The request: Omit every picture and return the rest of the data unaltered.

Entries provided:
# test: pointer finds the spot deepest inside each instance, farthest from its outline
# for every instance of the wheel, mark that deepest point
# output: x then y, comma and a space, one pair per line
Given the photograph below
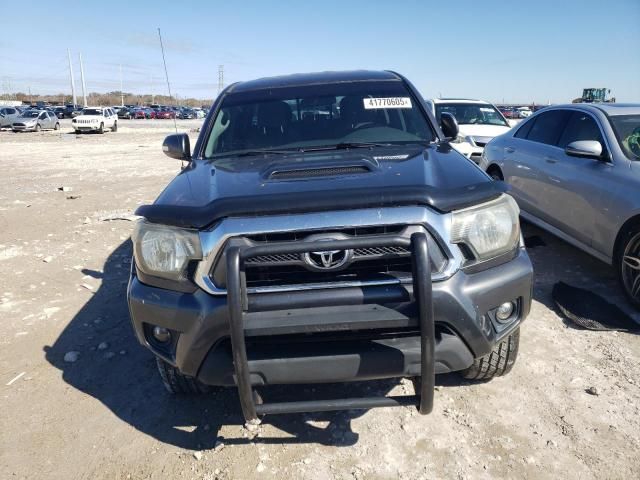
495, 173
497, 363
176, 382
627, 263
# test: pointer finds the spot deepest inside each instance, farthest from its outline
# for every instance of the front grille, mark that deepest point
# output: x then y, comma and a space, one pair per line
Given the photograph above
358, 253
367, 265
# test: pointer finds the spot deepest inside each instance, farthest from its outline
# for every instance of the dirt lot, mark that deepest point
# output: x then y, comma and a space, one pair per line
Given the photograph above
64, 260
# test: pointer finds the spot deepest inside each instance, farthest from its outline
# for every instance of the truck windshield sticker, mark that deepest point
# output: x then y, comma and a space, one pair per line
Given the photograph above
386, 102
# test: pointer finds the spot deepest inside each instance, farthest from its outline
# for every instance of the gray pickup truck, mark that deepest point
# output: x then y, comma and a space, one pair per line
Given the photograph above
324, 230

The result:
# test: pointer finds the spot deepest inside each instance, farthest from its outline
# for every instance of the wheel, mark that deepest point
# output: x then y, comma and a space, one pair per line
Given the photograph below
495, 173
497, 363
176, 382
627, 263
# test: pointer finds the spot deepest inside each instance, farthest from its outline
# for every instance of the front grille, mark that deepest point
# output: x then y, comma and a space, one pair per line
Given the photograph above
358, 253
367, 265
# test: pointer finds the spot deepest inside each instance, farthest from its outline
# for every instance of the dirt lot, mark that deepest point
# output: x then y, comma and a space, one pair per line
Given the photograph above
64, 260
# test: pointer finds the spot deepest inside each instance, farthest from its outline
# for every instance of the truck windshield sticker, mark that deepest point
# output: x then y, comma and a space, one pair per line
Given the photograph above
386, 102
# test: pointer finds the spot deepest inside each instance, farthest from its outline
# for every instance of the gray pickup truck, mark that deepest point
# output: x then y, comma and a space, one pair per line
Given the photograph above
324, 230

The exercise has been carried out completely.